■ EXERCISE DESCRIPTION
Could you convert all of the material below into a Markdown table with the columns "Entry" and "Content", numbering each row and skipping blank lines? Leave the pictures out of your answer.

:::

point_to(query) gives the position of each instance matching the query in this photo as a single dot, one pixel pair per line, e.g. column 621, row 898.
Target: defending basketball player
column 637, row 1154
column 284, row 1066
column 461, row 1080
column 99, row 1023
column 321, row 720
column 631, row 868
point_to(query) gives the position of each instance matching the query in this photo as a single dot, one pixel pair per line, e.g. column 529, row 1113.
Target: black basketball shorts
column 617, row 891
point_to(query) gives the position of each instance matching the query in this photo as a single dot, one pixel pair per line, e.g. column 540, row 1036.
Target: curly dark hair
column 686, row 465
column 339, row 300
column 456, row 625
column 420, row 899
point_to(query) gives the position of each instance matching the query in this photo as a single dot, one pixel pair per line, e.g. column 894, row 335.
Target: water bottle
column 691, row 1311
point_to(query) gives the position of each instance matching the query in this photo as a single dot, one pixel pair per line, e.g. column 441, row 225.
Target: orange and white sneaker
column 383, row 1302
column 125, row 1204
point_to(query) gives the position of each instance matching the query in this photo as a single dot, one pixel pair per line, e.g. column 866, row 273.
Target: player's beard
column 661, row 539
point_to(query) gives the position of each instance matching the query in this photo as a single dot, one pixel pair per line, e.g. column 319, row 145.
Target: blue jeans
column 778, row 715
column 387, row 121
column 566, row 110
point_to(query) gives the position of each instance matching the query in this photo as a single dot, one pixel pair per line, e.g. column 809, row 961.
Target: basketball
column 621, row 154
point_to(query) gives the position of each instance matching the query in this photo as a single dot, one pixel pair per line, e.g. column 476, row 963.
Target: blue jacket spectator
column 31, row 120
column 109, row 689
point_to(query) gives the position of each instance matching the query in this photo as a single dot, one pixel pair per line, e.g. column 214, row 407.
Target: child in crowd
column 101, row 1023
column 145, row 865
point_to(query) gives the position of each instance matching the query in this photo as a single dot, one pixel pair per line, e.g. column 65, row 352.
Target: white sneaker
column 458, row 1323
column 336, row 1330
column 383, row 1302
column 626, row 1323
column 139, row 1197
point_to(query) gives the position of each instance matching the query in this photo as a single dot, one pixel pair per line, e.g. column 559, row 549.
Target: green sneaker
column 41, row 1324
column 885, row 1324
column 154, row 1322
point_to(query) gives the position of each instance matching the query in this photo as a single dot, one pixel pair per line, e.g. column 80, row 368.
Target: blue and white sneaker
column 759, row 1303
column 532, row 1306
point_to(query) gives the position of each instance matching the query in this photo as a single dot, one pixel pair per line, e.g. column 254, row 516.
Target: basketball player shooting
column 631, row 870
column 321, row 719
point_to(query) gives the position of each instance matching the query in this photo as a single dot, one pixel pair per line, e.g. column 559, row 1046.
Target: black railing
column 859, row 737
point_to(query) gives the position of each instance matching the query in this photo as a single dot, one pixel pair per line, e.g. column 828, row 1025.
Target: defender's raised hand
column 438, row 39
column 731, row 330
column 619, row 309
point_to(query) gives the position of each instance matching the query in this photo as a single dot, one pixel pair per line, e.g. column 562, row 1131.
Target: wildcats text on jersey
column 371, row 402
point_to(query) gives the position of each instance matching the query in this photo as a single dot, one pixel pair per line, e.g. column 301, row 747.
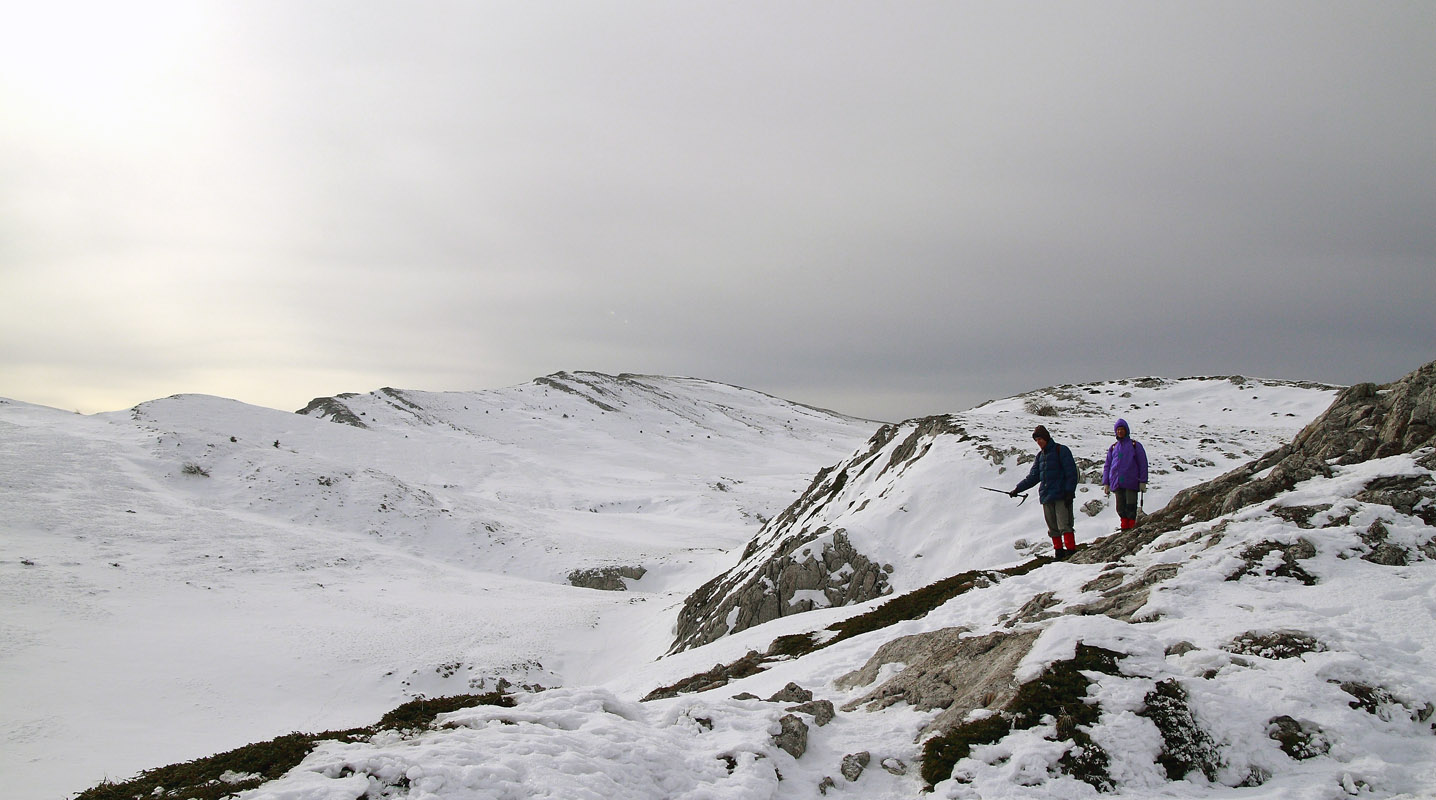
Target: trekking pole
column 1008, row 493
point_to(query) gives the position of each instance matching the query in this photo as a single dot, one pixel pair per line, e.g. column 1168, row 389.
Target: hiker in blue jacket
column 1056, row 471
column 1125, row 473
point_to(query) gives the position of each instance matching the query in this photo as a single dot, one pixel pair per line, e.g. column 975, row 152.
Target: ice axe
column 1008, row 493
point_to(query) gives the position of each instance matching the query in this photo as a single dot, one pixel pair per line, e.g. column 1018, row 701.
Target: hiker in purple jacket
column 1125, row 473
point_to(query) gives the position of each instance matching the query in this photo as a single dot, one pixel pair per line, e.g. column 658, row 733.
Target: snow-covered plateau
column 194, row 575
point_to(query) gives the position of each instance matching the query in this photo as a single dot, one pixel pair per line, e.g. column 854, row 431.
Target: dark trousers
column 1126, row 503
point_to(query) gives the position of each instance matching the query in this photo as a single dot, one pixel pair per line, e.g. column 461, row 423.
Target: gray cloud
column 885, row 210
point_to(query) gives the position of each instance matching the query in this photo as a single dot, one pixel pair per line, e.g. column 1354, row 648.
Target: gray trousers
column 1059, row 516
column 1126, row 503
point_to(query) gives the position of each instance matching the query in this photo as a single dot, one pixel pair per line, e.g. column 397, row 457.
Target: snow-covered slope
column 1278, row 648
column 197, row 573
column 1267, row 635
column 911, row 507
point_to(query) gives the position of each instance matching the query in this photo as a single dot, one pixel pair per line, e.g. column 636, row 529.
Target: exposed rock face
column 1364, row 421
column 944, row 671
column 791, row 738
column 332, row 410
column 827, row 573
column 609, row 579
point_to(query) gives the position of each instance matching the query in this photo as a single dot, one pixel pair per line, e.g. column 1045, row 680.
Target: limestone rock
column 855, row 763
column 609, row 579
column 793, row 737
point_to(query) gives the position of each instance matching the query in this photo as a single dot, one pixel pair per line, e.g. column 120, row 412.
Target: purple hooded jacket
column 1126, row 464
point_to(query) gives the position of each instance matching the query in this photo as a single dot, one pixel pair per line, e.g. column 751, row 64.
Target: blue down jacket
column 1126, row 464
column 1056, row 471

:::

■ FULL ANSWER
| Entry | Content |
|---|---|
| 1 | point_to(query) gives the position of each instance matching the query in this photo as a single dot, one pixel pair per line, e.g. column 621, row 898. |
| 2 | Target: defending basketball player |
| 3 | column 637, row 1154 |
| 4 | column 284, row 1066 |
| 5 | column 461, row 1080 |
| 6 | column 99, row 1023 |
| 7 | column 321, row 720 |
| 8 | column 631, row 868 |
| 9 | point_to(query) gives the position of each instance matching the query in this photo as a single dot, one pixel pair per line, e.g. column 529, row 1113. |
| 10 | Target: black basketball shorts |
| 11 | column 617, row 891 |
| 12 | point_to(query) gives the position of each instance matching the query in this photo as a single dot, one pixel pair per line, e.g. column 540, row 1036. |
| 13 | Target: curly dark hair |
| 14 | column 686, row 465 |
| 15 | column 339, row 300 |
| 16 | column 456, row 625 |
| 17 | column 420, row 899 |
| 18 | point_to(query) gives the position of each instance matching the query in this photo as a single dot, one pixel pair per line, e.g. column 894, row 335. |
| 19 | Target: water bottle |
| 20 | column 691, row 1311 |
| 21 | point_to(query) gives the position of each instance matching the query in this photo as a single dot, one pixel pair per line, e.g. column 441, row 225. |
| 22 | Target: orange and white sneaker |
| 23 | column 383, row 1302 |
| 24 | column 125, row 1204 |
| 25 | point_to(query) gives the position of each instance matching the query in this photo as a single dot, one pixel pair per line, e.g. column 866, row 273. |
| 26 | Target: player's beard |
| 27 | column 661, row 539 |
| 28 | point_to(query) gives the position of each instance matching the query in this photo as a single dot, one pixel pair per line, e.g. column 319, row 145. |
| 29 | Target: blue jeans |
| 30 | column 778, row 715 |
| 31 | column 387, row 121 |
| 32 | column 566, row 110 |
| 33 | point_to(query) gives the position of each instance matching the query in this photo as a single dot, one pixel pair per line, e.g. column 809, row 961. |
| 34 | Target: basketball |
| 35 | column 621, row 154 |
| 36 | point_to(query) gives the position of each instance matching the query in this photo as a single dot, one pixel pair per line, e.g. column 476, row 963. |
| 37 | Target: blue jacket spectator |
| 38 | column 31, row 120 |
| 39 | column 109, row 689 |
| 40 | point_to(query) gives the position of each instance matching the query in this photo as a single dot, one pixel pair per line, e.g. column 214, row 407. |
| 41 | Target: child in crowd |
| 42 | column 101, row 1023 |
| 43 | column 145, row 865 |
| 44 | point_to(query) gives the position of each instance matching the query in this photo as a single dot, one pixel pair per line, e.g. column 65, row 352. |
| 45 | Target: white sneaker |
| 46 | column 458, row 1323 |
| 47 | column 336, row 1330 |
| 48 | column 383, row 1302 |
| 49 | column 626, row 1323 |
| 50 | column 139, row 1197 |
| 51 | point_to(query) gives the position of each instance matching the query in this photo as a single dot, one pixel pair per line, e.g. column 559, row 549. |
| 52 | Target: green sneaker |
| 53 | column 41, row 1324 |
| 54 | column 885, row 1324 |
| 55 | column 154, row 1322 |
| 56 | point_to(query) gives the position of each instance matching the query in this photo as a single dot, one pixel pair per line, e.g. column 80, row 368. |
| 57 | Target: blue and white sneaker |
| 58 | column 759, row 1303 |
| 59 | column 532, row 1306 |
| 60 | point_to(query) gives the position of each instance matching the query in this photo as a single dot, one pixel pair per line, e.g. column 254, row 516. |
| 61 | Target: basketball player shooting |
| 62 | column 631, row 870 |
| 63 | column 321, row 719 |
| 64 | point_to(query) gives the position of each instance matching the query in this photo as a single dot, one pixel pair per line, e.g. column 559, row 1046. |
| 65 | Target: black railing |
| 66 | column 859, row 737 |
| 67 | point_to(query) gives the position of each instance matching the query in this photo as a single dot, one pixel pair per line, e.g. column 828, row 1025. |
| 68 | Target: defender's raised hand |
| 69 | column 438, row 39 |
| 70 | column 731, row 330 |
| 71 | column 619, row 309 |
| 72 | point_to(query) gives the position of each instance matching the query in this photo as a single dot, one pixel pair per line, e.g. column 562, row 1131. |
| 73 | Target: wildcats text on jersey |
| 74 | column 371, row 402 |
| 75 | point_to(query) gives the position of each instance matching the query in this photo as a single dot, one pixel pair per line, e.g. column 301, row 747. |
| 76 | Target: trekking pole |
| 77 | column 1008, row 493 |
| 78 | point_to(query) gives the position of each instance matching the query in this photo as a single dot, one pixel pair per line, e.g. column 1168, row 389. |
| 79 | Target: hiker in blue jacket |
| 80 | column 1056, row 471 |
| 81 | column 1125, row 473 |
| 82 | point_to(query) gives the position of each instance matching the query in this photo as a single dot, one pixel pair per line, e.g. column 975, row 152. |
| 83 | Target: ice axe |
| 84 | column 1008, row 493 |
| 85 | point_to(query) gives the position of each instance matching the query in this photo as a single dot, one pixel pair per line, e.g. column 1018, row 701. |
| 86 | Target: hiker in purple jacket |
| 87 | column 1125, row 473 |
| 88 | point_to(query) gives the position of each instance matching the query in this photo as a single dot, one pixel pair per line, e.g. column 658, row 733. |
| 89 | Target: snow-covered plateau |
| 90 | column 194, row 575 |
| 91 | point_to(query) gives the position of each instance matching the query in this photo as a single dot, one pixel pair per line, e.g. column 854, row 431. |
| 92 | Target: dark trousers |
| 93 | column 1126, row 503 |
| 94 | point_to(query) gives the position of each instance matching the query in this photo as a single dot, one pixel pair per line, e.g. column 461, row 423. |
| 95 | Target: gray cloud |
| 96 | column 885, row 210 |
| 97 | point_to(query) gives the position of each instance matching the query in this photo as a single dot, one pixel pair per line, e.g. column 1354, row 648. |
| 98 | Target: gray trousers |
| 99 | column 1059, row 516 |
| 100 | column 1126, row 503 |
| 101 | point_to(query) gives the position of each instance matching the query in this photo as a single dot, one pixel pair per line, e.g. column 397, row 457. |
| 102 | Target: snow-covered slope |
| 103 | column 1278, row 648 |
| 104 | column 197, row 573 |
| 105 | column 1267, row 635 |
| 106 | column 911, row 507 |
| 107 | point_to(query) gives the position of each instance matching the query in this photo as a single dot, one pixel pair per line, e.g. column 636, row 529. |
| 108 | Target: exposed rock face |
| 109 | column 1364, row 421 |
| 110 | column 944, row 671 |
| 111 | column 791, row 738 |
| 112 | column 332, row 410 |
| 113 | column 827, row 573 |
| 114 | column 609, row 579 |
| 115 | point_to(query) gives the position of each instance matching the query in this photo as a single dot, one pixel pair per line, e.g. column 1045, row 680. |
| 116 | Target: limestone rock |
| 117 | column 855, row 763 |
| 118 | column 609, row 579 |
| 119 | column 793, row 737 |
| 120 | point_to(query) gives the position of each instance matching the query in this photo as a single dot, one pixel pair per line, e.g. column 120, row 412. |
| 121 | Target: purple hooded jacket |
| 122 | column 1126, row 464 |
| 123 | point_to(query) gives the position of each instance matching the query in this photo as a single dot, one pixel pair per line, e.g. column 751, row 64. |
| 124 | Target: blue down jacket |
| 125 | column 1126, row 464 |
| 126 | column 1056, row 471 |